▸ Texte à étudier

Publié le par Jean-Yves Alt

Depuis le XVIIIe siècle, la mort a été déclarée comme prenant trop d’espace dans la vie humaine, et a été ainsi reléguée entre les mains des médecins. Une grande angoisse du XVIIIe siècle fut celle d’être enterré vivant. Aujourd’hui, ce serait plutôt de finir dans un cercueil de tuyaux et de fils, mort-vivant sans relation à l’autre par une médicalisation acharnée.

La demande d’euthanasie – d’une «bonne mort» - se trouve être, alors, une manière de forcer les autres à se préoccuper de la personne agonisante, ne serait-ce qu’en lui donnant la mort, s’ils n’ont pas offert auparavant présence et réconfort. Les partisans d’une libéralisation de l’euthanasie se réfèrent aux arguments individuels de liberté et de dignité, dignité signifiant le désir «de rester maître de soi, de ne pas perdre le contrôle de son corps, de ses sécrétions, de ses émotions. [...] L’idéal du moi rend insupportables la souillure, la dégradation, l’enlaidissement.» [1]

Le corps, objet de toutes les attentions durant la vie, ne doit plus trahir au terme de celle-ci. Il s’agit de choisir, dans une posture esthétique, l’instant de sa mort, en allant jusqu’à l’organiser et la théâtraliser. Mais cette référence individualiste est souvent illusoire : derrière quelques situations dramatiques de personnes criant leur désir d'en finir, combien de cas, noyés dans l'anonymat, où la fin de vie est gérée directement par le personnel médical, dans une décision de continuer ou non les soins, prise sans l’avis de la famille ou du principal intéressé, d’ailleurs rarement à même de le donner.

Cette mise en avant de la liberté individuelle est un vœu hypocrite : celui d'une «bonne mort» pour l'autre qui cache une réalité moins ragoûtante : «L’euthanasie se présente comme un moyen de parvenir à la bonne mort. Bonne pour qui ? Pour la personne en fin de vie, son entourage, le système de soin, la société dans son ensemble.» [1]

Plutôt que d'assurer à tout citoyen une bonne mort socialement correcte, rassurante et hygiénique pour la société, que pouvons-nous faire pour aider à accompagner ceux qui sont en fin de vie dans une bonne mort «intérieure» ?

▸ Données sources
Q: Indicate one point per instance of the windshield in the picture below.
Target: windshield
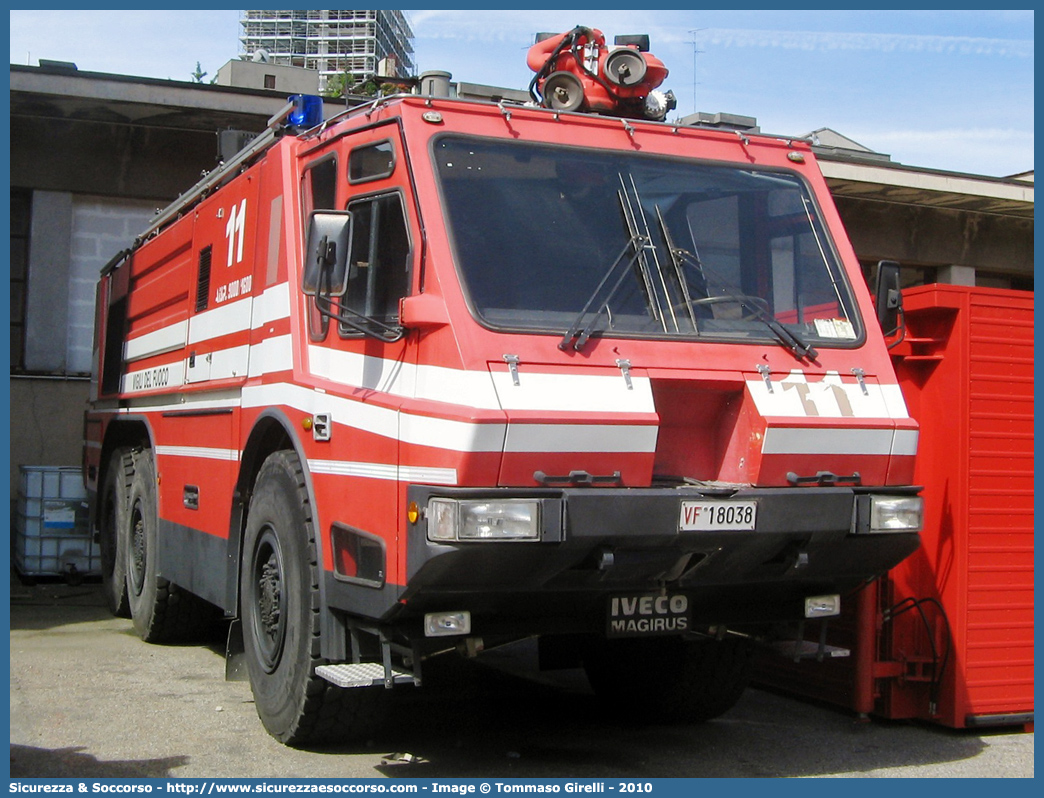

▸ Questions
a - Quelle grande angoisse du XVIIIe siècle le texte sur la fin de vie mentionne-t-il ?
b - Reproduisez le passage du texte sur la fin de vie qui commence par "Le corps, objet" et se termine par "de le donner.".

▸ Réponses attendues
a - Celle d'être enterré vivant.

b -
Le corps, objet de toutes les attentions durant la vie, ne doit plus trahir au terme de celle-ci. Il s’agit de choisir, dans une posture esthétique, l’instant de sa mort, en allant jusqu’à l’organiser et la théâtraliser. Mais cette référence individualiste est souvent illusoire : derrière quelques situations dramatiques de personnes criant leur désir d'en finir, combien de cas, noyés dans l'anonymat, où la fin de vie est gérée directement par le personnel médical, dans une décision de continuer ou non les soins, prise sans l’avis de la famille ou du principal intéressé, d’ailleurs rarement à même de le donner.